▸ **Text block**:

-
Notifications
You must be signed in to change notification settings - Fork 4.2k
Description
Services should be resilient to unexpected exceptions and unexpected exceptions coming from IPC should not be any different than unexpected exceptions coming from other code. Services should handle them and recover where possible.
The client should indicate failure in the UI. The UI should indicate if the error is likely to be persistent or intermittent. An example of a persistent error is failure to calculate the result on the server due to a bug (unexpected exception) in the feature implementation. Attempting to recalculate with the same inputs will produce the same error again. The server may cache this failure. An intermittent error would be e.g. a network error. Results produced in presence of these errors should not be cached. The user may try to invoke the feature again if the error seems intermittent. The server may still produce a partial result with an indication of an error.
Currently unexpected exceptions thrown on the server side propagate to the client side, where a SoftCrashException is thrown (pretending the error is a cancellation), an info-bar is displayed suggesting the user to restart VS due to possible corruption.
Proposal
Implement a workspace service that provides a shutdown cancellation token. In VS this would be the disposal token of a Roslyn package.
We will require that remote calls do not throw expected (“by design”) exceptions. Expected failures (e.g. can’t find a symbol, etc.) need to be returned as a regular result of the service (e.g. a diagnostic, error code, success bool, etc.).
There are essentially 3 kinds of “unexpected” remote invocation failures (i.e. the call does not return a value). In all these cases the RemoteHostClient.TryRunRemote will return false (or default(Optional<T>)):
-
IO/network error
This shouldn't happen right now (or very rarely) since we are using named pipes on the same machine. In future the service might be on a different machine. A gold bar will be displayed byRemoteHostClient.TryRunRemote: “Feature xyz is currently unavailable due to network issues”.
We need to change our FatalError filters to let network exceptions (IOExceptions in general?) thru without reporting NFW since they are not unexpected exceptions anymore. -
Unexpected exception thrown by the service implementation due to a bug.

Stored entries:
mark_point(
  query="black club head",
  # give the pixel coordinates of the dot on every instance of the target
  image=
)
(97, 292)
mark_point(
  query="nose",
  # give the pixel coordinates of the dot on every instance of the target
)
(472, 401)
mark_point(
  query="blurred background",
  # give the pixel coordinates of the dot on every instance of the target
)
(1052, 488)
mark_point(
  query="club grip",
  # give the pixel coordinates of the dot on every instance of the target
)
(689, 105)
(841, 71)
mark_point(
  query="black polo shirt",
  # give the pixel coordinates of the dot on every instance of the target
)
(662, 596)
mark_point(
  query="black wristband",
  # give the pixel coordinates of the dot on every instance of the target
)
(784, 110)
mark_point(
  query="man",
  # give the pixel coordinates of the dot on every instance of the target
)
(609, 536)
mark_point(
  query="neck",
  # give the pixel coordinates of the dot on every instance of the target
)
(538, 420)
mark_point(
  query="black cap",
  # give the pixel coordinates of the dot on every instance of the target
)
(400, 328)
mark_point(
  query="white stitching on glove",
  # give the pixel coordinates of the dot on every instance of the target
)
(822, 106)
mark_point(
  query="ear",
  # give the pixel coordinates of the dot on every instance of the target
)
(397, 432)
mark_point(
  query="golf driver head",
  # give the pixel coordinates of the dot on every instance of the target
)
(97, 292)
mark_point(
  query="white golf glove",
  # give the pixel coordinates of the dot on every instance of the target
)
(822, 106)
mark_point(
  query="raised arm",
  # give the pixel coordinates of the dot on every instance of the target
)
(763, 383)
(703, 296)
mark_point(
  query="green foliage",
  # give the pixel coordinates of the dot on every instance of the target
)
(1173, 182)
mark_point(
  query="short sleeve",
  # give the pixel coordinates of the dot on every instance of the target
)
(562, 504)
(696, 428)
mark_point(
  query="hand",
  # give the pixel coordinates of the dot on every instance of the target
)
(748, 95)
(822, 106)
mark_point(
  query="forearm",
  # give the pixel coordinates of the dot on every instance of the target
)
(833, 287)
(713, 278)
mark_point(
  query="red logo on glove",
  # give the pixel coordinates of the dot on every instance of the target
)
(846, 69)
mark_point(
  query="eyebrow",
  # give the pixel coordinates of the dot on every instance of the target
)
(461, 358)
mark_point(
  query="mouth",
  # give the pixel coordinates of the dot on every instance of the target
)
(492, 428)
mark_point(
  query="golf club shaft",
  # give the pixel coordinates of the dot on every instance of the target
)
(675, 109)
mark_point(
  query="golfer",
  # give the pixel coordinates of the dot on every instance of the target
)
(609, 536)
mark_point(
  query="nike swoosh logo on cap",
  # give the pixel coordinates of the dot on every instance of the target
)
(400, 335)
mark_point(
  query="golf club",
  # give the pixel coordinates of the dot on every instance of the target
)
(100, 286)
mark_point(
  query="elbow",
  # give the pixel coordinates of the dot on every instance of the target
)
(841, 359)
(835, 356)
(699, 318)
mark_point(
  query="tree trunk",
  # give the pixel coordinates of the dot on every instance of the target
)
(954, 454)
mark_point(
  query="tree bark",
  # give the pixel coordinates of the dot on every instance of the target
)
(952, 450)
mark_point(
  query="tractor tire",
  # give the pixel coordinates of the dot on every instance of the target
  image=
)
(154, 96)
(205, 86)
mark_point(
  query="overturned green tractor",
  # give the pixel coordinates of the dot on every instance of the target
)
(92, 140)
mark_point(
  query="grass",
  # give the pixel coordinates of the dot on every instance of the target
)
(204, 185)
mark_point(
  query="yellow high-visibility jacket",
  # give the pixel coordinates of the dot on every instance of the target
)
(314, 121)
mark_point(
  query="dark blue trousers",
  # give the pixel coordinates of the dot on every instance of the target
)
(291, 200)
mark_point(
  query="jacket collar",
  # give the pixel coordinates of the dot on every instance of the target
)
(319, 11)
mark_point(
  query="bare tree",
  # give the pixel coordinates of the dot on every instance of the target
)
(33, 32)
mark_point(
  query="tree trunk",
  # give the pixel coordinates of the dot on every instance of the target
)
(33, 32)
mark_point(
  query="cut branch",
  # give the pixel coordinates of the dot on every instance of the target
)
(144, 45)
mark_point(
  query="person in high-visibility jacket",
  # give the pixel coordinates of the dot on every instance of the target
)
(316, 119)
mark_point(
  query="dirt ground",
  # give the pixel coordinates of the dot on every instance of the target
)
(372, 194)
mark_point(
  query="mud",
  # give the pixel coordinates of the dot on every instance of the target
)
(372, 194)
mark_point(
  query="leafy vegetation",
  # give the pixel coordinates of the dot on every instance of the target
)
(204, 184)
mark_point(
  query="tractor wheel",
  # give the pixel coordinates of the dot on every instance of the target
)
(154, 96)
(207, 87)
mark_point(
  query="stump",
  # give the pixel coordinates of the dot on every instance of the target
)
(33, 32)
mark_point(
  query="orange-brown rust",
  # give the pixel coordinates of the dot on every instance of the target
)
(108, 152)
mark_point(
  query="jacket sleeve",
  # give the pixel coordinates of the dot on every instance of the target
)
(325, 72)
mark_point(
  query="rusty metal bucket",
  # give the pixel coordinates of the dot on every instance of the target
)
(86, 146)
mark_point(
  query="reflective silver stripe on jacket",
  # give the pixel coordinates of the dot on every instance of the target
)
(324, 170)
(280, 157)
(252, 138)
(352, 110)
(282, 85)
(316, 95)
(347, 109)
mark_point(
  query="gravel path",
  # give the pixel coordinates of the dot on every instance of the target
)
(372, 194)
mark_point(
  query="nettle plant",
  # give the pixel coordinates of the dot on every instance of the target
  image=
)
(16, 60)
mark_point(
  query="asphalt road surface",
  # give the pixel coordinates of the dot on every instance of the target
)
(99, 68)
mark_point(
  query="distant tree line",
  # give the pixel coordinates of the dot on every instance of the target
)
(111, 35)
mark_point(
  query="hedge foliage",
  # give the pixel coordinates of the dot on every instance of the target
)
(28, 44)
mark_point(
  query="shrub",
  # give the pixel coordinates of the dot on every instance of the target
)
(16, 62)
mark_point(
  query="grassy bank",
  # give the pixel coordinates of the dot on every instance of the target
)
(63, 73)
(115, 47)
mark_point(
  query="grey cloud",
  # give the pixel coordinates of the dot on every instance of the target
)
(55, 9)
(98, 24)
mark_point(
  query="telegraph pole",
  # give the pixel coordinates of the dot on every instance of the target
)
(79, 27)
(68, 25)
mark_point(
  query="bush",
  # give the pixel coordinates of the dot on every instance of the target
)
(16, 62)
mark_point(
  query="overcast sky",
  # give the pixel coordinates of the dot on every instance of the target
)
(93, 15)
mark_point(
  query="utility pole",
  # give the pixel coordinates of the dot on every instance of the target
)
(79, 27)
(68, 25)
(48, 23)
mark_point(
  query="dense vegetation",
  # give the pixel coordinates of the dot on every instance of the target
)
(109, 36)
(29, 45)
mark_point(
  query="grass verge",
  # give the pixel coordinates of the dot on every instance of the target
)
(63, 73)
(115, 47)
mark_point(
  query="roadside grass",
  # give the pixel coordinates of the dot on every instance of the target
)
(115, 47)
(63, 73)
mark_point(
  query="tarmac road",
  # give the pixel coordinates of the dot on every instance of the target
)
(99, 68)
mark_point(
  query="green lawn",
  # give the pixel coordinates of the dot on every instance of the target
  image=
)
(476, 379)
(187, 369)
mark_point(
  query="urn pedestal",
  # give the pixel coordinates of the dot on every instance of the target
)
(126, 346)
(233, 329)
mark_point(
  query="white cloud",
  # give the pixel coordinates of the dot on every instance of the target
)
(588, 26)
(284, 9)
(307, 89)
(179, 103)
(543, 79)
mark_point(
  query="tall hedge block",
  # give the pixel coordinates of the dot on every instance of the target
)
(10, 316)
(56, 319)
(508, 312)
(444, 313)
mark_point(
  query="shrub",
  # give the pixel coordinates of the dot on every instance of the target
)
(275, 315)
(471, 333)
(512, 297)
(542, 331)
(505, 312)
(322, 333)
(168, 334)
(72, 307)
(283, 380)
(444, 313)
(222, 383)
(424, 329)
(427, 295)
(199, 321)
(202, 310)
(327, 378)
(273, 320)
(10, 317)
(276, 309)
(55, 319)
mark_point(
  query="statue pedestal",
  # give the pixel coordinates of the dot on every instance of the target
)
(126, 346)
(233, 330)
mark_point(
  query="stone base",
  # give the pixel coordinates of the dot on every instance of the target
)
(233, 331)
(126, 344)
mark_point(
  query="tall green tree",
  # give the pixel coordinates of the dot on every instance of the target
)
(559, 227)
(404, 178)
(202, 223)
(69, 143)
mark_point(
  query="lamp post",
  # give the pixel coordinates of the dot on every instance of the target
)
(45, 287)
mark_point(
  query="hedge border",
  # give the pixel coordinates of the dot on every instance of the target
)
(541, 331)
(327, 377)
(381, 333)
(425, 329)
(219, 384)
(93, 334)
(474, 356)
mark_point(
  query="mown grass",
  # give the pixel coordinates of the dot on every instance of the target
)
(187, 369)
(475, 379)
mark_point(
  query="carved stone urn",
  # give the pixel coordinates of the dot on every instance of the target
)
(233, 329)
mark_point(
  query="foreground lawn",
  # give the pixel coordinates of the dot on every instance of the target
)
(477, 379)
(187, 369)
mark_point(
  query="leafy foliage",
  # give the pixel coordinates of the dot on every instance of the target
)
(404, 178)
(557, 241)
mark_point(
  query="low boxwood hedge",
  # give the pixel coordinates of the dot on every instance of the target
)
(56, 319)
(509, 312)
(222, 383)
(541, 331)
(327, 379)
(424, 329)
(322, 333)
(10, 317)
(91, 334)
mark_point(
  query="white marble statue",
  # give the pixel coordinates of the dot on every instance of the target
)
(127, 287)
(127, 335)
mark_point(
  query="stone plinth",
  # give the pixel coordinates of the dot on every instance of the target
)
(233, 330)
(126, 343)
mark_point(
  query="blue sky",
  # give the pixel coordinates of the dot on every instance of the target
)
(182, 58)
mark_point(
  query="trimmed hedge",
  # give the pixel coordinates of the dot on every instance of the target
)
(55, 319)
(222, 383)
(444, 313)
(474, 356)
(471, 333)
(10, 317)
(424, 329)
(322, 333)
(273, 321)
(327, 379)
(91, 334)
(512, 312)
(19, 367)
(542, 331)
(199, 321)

▸ **Aim of the task**:
According to the issue, what does RemoteHostClient.TryRunRemote return when a remote call fails in one of the unexpected ways? Rely only on the issue text when answering.

▸ **Written solution**:
It returns false (or default(Optional<T>)).